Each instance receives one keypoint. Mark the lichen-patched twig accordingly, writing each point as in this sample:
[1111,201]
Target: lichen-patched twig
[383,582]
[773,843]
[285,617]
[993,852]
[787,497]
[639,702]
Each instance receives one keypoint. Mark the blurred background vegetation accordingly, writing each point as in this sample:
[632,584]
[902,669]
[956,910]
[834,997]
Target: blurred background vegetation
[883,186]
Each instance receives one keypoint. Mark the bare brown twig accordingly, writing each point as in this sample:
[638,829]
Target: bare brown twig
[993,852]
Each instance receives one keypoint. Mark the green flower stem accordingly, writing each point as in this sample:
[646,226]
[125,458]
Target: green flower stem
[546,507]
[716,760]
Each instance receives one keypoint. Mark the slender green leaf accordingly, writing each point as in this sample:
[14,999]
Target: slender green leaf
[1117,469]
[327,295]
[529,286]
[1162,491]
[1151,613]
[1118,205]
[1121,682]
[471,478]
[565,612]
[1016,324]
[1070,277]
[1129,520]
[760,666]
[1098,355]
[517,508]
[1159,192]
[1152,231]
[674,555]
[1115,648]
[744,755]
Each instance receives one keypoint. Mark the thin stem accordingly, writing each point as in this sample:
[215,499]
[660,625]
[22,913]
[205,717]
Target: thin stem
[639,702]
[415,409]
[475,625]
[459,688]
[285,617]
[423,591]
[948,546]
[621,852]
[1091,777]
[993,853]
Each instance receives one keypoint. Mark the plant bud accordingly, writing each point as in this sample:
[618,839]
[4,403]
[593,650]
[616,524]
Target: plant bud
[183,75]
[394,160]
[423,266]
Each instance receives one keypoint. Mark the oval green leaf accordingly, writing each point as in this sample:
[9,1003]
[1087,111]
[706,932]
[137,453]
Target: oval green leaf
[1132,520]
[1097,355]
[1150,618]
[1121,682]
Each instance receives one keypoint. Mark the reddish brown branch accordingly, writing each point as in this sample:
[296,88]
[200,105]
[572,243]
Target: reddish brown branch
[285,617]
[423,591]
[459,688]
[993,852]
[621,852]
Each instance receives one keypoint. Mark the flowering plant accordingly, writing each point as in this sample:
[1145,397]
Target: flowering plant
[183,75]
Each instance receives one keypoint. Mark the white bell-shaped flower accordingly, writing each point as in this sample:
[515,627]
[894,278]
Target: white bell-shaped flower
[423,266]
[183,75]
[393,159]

* _INSTRUCTION_:
Can you restate every record above word for word?

* _OUTPUT_:
Each instance receives one keypoint. Mark the lichen-patched twig accordingly, writing each point as in this sample:
[1111,201]
Target: lichen-patched twig
[383,582]
[773,843]
[285,617]
[993,852]
[787,497]
[639,702]
Each instance receives one keypoint. Mark the blurred background vegetation accordingly, writing each point as in this sample:
[632,584]
[902,669]
[956,910]
[834,997]
Target: blurred background vegetation
[883,186]
Each instance receives one keypoint. Mark the bare brown twig accordingly, writing each point as in this sample:
[638,829]
Target: bare brown twig
[993,852]
Each instance receives one keypoint. Mark the green flower stem accordingly, writing each point as in this sample:
[646,226]
[125,458]
Target: green flower stem
[546,507]
[716,760]
Each instance receives one keypoint. Mark the slender green leaf accordingly, writing each point as in this sample:
[14,999]
Target: slender green leaf
[1117,469]
[327,295]
[529,286]
[1162,491]
[1151,613]
[1118,205]
[1121,682]
[471,478]
[565,612]
[1016,324]
[1070,277]
[1129,520]
[760,666]
[1098,355]
[517,508]
[1159,192]
[1152,231]
[674,555]
[1115,648]
[744,755]
Each instance receives one keypoint. Mark the thin stem accordingly, writing each point as in this sample:
[215,499]
[660,625]
[22,913]
[205,717]
Target: thin stem
[639,702]
[415,409]
[475,625]
[459,688]
[285,617]
[423,591]
[948,546]
[621,852]
[1091,777]
[993,853]
Each instance receives one keypoint. Mark the plant bud accordingly, writing each point as in this sample:
[618,839]
[4,403]
[593,650]
[616,524]
Target: plant bud
[183,75]
[394,160]
[423,266]
Each instance receives one keypoint. Mark the oval green leaf accordingly, writing each point as in this sample:
[9,1003]
[1087,111]
[706,932]
[137,453]
Target: oval green leaf
[1132,520]
[1097,355]
[1150,618]
[1121,682]
Each instance receives one keypoint. Mark the reddish brown branch accordingly, writing each point as in this sample:
[296,88]
[200,105]
[572,243]
Target: reddish brown branch
[285,617]
[423,591]
[459,688]
[993,852]
[621,852]
Each instance receives one keypoint. Mark the flowering plant accordingly, writing each point as in this sample:
[1145,397]
Target: flowering plant
[183,75]
Each instance receives one keypoint. Mark the white bell-shaped flower accordingly, writing each point as in this sample:
[515,627]
[894,278]
Target: white bell-shaped flower
[423,266]
[183,75]
[393,159]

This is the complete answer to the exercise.